• _Exercise prompt_: From the records below, print exactly the lines starting at the one containing "of the garden" and ending at the one containing "of the green", ends included, and nothing else.

• _Data extract_:
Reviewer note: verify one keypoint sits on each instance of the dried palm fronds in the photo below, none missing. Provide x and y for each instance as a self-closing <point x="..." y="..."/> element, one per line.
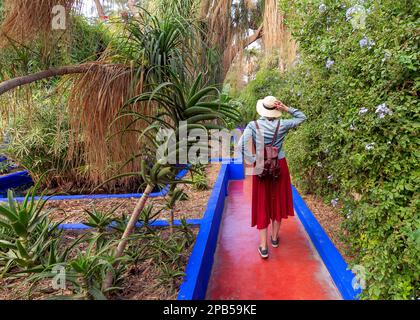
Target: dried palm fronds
<point x="95" y="101"/>
<point x="26" y="19"/>
<point x="276" y="38"/>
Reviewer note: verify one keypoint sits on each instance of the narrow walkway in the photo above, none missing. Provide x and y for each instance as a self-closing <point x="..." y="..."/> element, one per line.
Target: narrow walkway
<point x="294" y="271"/>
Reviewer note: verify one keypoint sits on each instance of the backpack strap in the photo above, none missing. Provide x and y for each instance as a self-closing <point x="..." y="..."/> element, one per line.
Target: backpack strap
<point x="275" y="134"/>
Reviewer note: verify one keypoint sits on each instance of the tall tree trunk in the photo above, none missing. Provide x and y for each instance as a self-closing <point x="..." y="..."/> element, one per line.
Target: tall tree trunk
<point x="100" y="9"/>
<point x="231" y="51"/>
<point x="128" y="231"/>
<point x="20" y="81"/>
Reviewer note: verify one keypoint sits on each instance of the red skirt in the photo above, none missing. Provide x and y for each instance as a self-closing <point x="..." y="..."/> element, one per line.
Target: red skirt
<point x="272" y="199"/>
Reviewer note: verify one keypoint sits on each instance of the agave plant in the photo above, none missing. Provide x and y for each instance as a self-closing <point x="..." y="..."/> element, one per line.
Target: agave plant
<point x="178" y="106"/>
<point x="28" y="235"/>
<point x="85" y="272"/>
<point x="175" y="196"/>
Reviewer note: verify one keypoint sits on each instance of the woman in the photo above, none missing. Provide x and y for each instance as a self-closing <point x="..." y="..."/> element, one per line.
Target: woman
<point x="271" y="196"/>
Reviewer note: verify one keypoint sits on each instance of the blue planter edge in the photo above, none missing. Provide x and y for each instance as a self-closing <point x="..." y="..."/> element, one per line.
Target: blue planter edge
<point x="200" y="263"/>
<point x="332" y="258"/>
<point x="157" y="223"/>
<point x="17" y="179"/>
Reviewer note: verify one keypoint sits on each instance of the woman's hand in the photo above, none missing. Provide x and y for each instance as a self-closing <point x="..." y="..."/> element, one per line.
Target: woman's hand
<point x="281" y="106"/>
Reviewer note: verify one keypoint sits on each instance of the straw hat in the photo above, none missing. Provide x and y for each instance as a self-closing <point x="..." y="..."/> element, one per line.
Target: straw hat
<point x="266" y="108"/>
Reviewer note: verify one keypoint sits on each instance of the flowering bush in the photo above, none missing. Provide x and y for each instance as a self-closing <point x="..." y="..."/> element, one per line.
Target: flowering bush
<point x="357" y="81"/>
<point x="360" y="145"/>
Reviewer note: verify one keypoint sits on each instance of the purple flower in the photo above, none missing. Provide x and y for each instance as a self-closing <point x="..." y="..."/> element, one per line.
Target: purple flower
<point x="366" y="42"/>
<point x="382" y="110"/>
<point x="387" y="55"/>
<point x="329" y="63"/>
<point x="363" y="111"/>
<point x="370" y="146"/>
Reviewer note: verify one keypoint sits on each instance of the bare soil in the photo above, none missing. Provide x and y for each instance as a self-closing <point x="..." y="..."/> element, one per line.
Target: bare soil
<point x="193" y="208"/>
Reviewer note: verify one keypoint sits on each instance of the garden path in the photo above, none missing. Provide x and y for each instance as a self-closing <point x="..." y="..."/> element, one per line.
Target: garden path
<point x="294" y="271"/>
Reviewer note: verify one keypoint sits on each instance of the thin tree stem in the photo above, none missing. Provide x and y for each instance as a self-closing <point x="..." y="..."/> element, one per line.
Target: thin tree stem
<point x="128" y="231"/>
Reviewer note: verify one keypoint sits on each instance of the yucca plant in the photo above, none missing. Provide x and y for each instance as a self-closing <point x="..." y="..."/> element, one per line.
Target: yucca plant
<point x="28" y="234"/>
<point x="101" y="220"/>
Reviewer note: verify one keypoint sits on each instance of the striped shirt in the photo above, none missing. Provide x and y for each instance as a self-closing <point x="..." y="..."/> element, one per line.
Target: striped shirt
<point x="268" y="127"/>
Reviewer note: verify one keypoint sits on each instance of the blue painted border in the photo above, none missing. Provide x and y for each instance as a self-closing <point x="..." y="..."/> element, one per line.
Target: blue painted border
<point x="17" y="179"/>
<point x="200" y="263"/>
<point x="158" y="224"/>
<point x="14" y="180"/>
<point x="332" y="258"/>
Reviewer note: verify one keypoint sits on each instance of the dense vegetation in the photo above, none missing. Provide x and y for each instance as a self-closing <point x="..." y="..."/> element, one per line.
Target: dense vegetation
<point x="357" y="81"/>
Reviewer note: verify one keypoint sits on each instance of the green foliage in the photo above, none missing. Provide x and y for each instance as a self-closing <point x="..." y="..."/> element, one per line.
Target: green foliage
<point x="199" y="178"/>
<point x="368" y="160"/>
<point x="4" y="167"/>
<point x="41" y="143"/>
<point x="28" y="239"/>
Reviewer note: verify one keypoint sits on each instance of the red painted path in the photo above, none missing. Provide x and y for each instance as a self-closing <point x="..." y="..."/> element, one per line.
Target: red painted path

• _Reply_:
Reviewer note: verify one keypoint sits on each instance of the garden path in the photo above, none missing. Provide x and y for each instance as a self-closing <point x="..." y="..."/> element, one per line.
Target: garden path
<point x="294" y="271"/>
Reviewer note: verify one keypoint sits on each instance of the thin tree stem in the photo above, none missing. Provide x and y for each instance as a self-closing <point x="..." y="..."/> element, one per line.
Target: thin tree stem
<point x="128" y="231"/>
Reviewer note: verify one keypoint sits on each instance of the yucca plant in the photo above, none missing. Provide x and y for each instance as a self-closing <point x="..." y="..."/> element, one per line.
Target: yucca plant
<point x="28" y="234"/>
<point x="101" y="220"/>
Reviewer note: verify one keypoint sits on each instance of the striped shirt in the photo above, none missing. Provide x and y for each instance as a self-closing <point x="..." y="..."/> element, one per line.
Target: striped shirt
<point x="268" y="127"/>
Reviewer note: verify one keypoint sits on each instance of the blue painted border in the photo above, none missing. Provide x and y for each instance as a self-closing <point x="..." y="..."/> element, one per line.
Target: blue painted border
<point x="17" y="179"/>
<point x="200" y="263"/>
<point x="158" y="224"/>
<point x="14" y="180"/>
<point x="332" y="258"/>
Reviewer note: verify one keypoint sits on each instance of the dense vegetation in the photo above, none missing. Provide x and y for each instance as a self-closing <point x="..." y="..."/> element, one per line.
Target: dense vegetation
<point x="357" y="81"/>
Reviewer note: verify one keypoint sits on each instance of the green foliage in the photo above, none missing. Provide x and y for each instance as a self-closing <point x="..." y="..."/> element, one per line.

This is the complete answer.